## GIVEN INSTRUCTION
Please copy out the full listing below word for word, leaving out the pictures.
[MATERIAL FOR THIS TASK start]
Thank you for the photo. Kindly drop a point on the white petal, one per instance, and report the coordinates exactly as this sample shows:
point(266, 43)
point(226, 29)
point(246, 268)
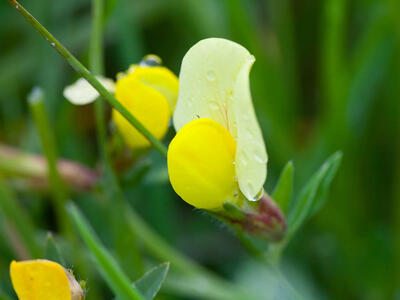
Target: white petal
point(214, 83)
point(81, 92)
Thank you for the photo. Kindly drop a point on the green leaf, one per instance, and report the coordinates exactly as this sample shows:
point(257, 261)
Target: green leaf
point(51, 251)
point(323, 189)
point(105, 263)
point(150, 283)
point(283, 189)
point(20, 218)
point(313, 195)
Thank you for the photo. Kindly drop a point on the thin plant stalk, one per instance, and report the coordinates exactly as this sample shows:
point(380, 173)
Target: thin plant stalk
point(85, 73)
point(36, 104)
point(108, 267)
point(96, 63)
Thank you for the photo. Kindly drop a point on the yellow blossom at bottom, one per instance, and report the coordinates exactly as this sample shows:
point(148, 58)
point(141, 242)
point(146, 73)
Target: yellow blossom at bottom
point(43, 280)
point(201, 164)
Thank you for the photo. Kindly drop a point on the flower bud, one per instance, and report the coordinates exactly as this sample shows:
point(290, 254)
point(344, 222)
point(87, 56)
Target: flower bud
point(263, 218)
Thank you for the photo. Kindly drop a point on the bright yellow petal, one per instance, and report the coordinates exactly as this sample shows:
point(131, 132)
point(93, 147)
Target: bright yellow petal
point(160, 79)
point(146, 104)
point(214, 83)
point(40, 280)
point(201, 164)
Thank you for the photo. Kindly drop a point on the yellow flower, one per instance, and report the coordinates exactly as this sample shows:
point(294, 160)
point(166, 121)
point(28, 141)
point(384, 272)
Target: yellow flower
point(218, 149)
point(43, 280)
point(150, 94)
point(148, 90)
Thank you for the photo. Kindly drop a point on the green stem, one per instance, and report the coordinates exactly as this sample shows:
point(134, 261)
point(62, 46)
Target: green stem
point(33, 168)
point(133, 265)
point(96, 66)
point(20, 219)
point(81, 70)
point(57, 186)
point(108, 267)
point(211, 283)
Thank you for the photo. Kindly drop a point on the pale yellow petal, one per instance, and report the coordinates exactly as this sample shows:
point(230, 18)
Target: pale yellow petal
point(214, 83)
point(160, 79)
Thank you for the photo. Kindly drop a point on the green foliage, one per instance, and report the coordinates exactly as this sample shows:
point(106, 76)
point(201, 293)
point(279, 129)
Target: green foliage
point(313, 194)
point(105, 263)
point(282, 193)
point(150, 283)
point(325, 78)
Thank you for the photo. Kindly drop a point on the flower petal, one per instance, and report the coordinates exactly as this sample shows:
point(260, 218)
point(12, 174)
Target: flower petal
point(160, 79)
point(146, 104)
point(214, 83)
point(201, 164)
point(81, 92)
point(40, 279)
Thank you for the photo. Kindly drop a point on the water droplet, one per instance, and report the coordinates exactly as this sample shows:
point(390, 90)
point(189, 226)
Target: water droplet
point(249, 134)
point(213, 105)
point(244, 159)
point(259, 157)
point(210, 75)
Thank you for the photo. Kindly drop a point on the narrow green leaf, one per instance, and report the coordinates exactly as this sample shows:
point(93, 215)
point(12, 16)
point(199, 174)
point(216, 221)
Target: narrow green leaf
point(313, 195)
point(150, 283)
point(107, 266)
point(18, 216)
point(283, 190)
point(323, 189)
point(51, 250)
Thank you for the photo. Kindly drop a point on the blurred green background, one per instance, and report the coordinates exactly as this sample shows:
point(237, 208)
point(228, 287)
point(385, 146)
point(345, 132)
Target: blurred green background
point(326, 78)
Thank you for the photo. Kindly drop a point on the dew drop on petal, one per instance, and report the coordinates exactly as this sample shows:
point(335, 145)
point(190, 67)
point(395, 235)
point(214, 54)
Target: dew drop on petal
point(213, 105)
point(210, 75)
point(244, 158)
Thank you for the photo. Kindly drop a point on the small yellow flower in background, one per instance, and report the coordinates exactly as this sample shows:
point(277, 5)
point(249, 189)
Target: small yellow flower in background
point(43, 280)
point(148, 90)
point(218, 153)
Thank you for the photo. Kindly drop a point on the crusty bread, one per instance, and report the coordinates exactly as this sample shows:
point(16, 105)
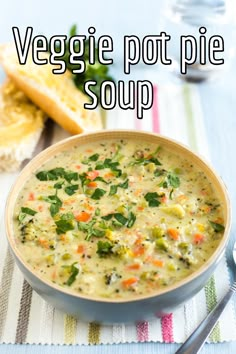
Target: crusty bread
point(21, 124)
point(55, 94)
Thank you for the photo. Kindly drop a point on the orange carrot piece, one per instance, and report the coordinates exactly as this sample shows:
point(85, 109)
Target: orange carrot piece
point(139, 250)
point(158, 263)
point(83, 216)
point(92, 174)
point(31, 196)
point(129, 282)
point(198, 238)
point(92, 184)
point(80, 249)
point(134, 266)
point(173, 233)
point(109, 175)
[MATERIAL FOR THIS TASK end]
## WRITTEN ANSWER
Thank you for the photo. Kindly drop a point on the white petal, one per instance, and report the coordinates exactly as this sample shows:
point(266, 43)
point(226, 29)
point(246, 268)
Target: white petal
point(214, 83)
point(81, 92)
Thank you for the photo. Kindly drop a point on the green leaf, one per instance, and report the coordinates exactly as this sample shows:
point(257, 261)
Target: green leaf
point(51, 251)
point(323, 189)
point(105, 263)
point(150, 283)
point(283, 189)
point(20, 218)
point(313, 195)
Thank you for the photo. Kindly drop a point on the thin plant stalk, one per instance, and report the coordinates exactly as this sample shows:
point(380, 173)
Target: thin plant stalk
point(85, 73)
point(36, 104)
point(108, 267)
point(96, 63)
Thank you for the photo. Kindly drop a point on the yellow blossom at bottom, one per instance, and report the coordinates exactly as this sample shows:
point(148, 58)
point(141, 242)
point(146, 73)
Target: yellow blossom at bottom
point(43, 280)
point(201, 164)
Thank you for the photo. Kindly drop a point on the flower bud, one per instance, and report the coordinates exactly as this sample shows:
point(290, 254)
point(344, 222)
point(87, 56)
Target: flower bud
point(263, 218)
Thank you for the photo. Kindly drop a point on the bright yellow petal, one per instance, and report the coordinates exactly as this sample shows:
point(131, 132)
point(93, 147)
Target: bright yellow petal
point(160, 79)
point(146, 104)
point(214, 83)
point(40, 280)
point(201, 164)
Thank you for the photo. Kindly drop a point on the yellow flower, one per instance, and report the coordinates exactly as this sample shows:
point(294, 160)
point(166, 121)
point(28, 141)
point(384, 272)
Target: yellow flower
point(218, 149)
point(43, 280)
point(150, 94)
point(148, 90)
Thank you for the photo. Kindly drop a point on the green stem, one per instance, and report the coordinates exactly as this sample shows:
point(134, 261)
point(62, 46)
Target: green stem
point(33, 168)
point(133, 265)
point(96, 66)
point(20, 219)
point(81, 70)
point(57, 186)
point(108, 267)
point(211, 283)
Thank you for the photo. Kindly drop a point on the pale yellow petal, one per instance, and report the coordinates exactly as this sample shows:
point(230, 18)
Target: pale yellow petal
point(214, 83)
point(160, 79)
Thank you for the photo. Kindly drop a point on the green foliage, one per instance, and report the coordinates exactly as this sample shows:
point(106, 76)
point(201, 293)
point(279, 129)
Target: green foliage
point(313, 194)
point(105, 263)
point(282, 193)
point(150, 283)
point(325, 78)
Thank you for the photo. Kindly drop a point on the flower petal, one per instance, and report the coordinates exactly as this sample shows:
point(260, 218)
point(12, 174)
Target: flower petal
point(160, 79)
point(146, 104)
point(214, 83)
point(201, 164)
point(81, 92)
point(40, 279)
Thank you for the photo. Kindly drop a point on the water droplet, one per instance, and report the coordinates exactly as this sample shows:
point(390, 90)
point(189, 226)
Target: water droplet
point(249, 134)
point(213, 105)
point(244, 159)
point(259, 157)
point(210, 75)
Thank you for the photo. Kindly drop a point on the narrow green leaf, one per instance, and report the coordinates exactly as this sample shows:
point(93, 215)
point(12, 16)
point(199, 174)
point(216, 221)
Target: narrow green leaf
point(313, 195)
point(150, 283)
point(107, 266)
point(18, 216)
point(283, 190)
point(323, 189)
point(51, 250)
Thank you for the photo. Kindly drop a point on the blurred green background, one per instance, and report the coordinates exactly as this sample shows:
point(237, 208)
point(228, 287)
point(385, 146)
point(345, 132)
Target: blurred green background
point(326, 78)
Thank you for the photo. Kindly drop a point on the dew drop on petal, one per instance, and report the coordinates exactly as this sample shows:
point(335, 145)
point(190, 67)
point(395, 235)
point(214, 54)
Target: dew drop on petal
point(213, 105)
point(210, 75)
point(244, 158)
Thank you for the photo. Kindly drop a point on the small yellow flower in background, one per instance, and report the coordinates exactly as this sample shows:
point(277, 5)
point(249, 189)
Target: small yellow flower in background
point(43, 280)
point(148, 90)
point(218, 153)
Thank you for the photo. Kindly drop a point on the crusty bread, one per instance, and report the coordinates exactly as this sample shows:
point(16, 105)
Target: crusty bread
point(21, 124)
point(55, 94)
Thank you for the photo. Kindly drop a point on the orange carrot piece, one per instance, and report the coordinates exactly as this sample shows:
point(85, 109)
Target: orange carrot piece
point(139, 250)
point(158, 263)
point(83, 216)
point(92, 174)
point(31, 196)
point(129, 282)
point(198, 238)
point(92, 184)
point(80, 249)
point(134, 266)
point(173, 233)
point(109, 175)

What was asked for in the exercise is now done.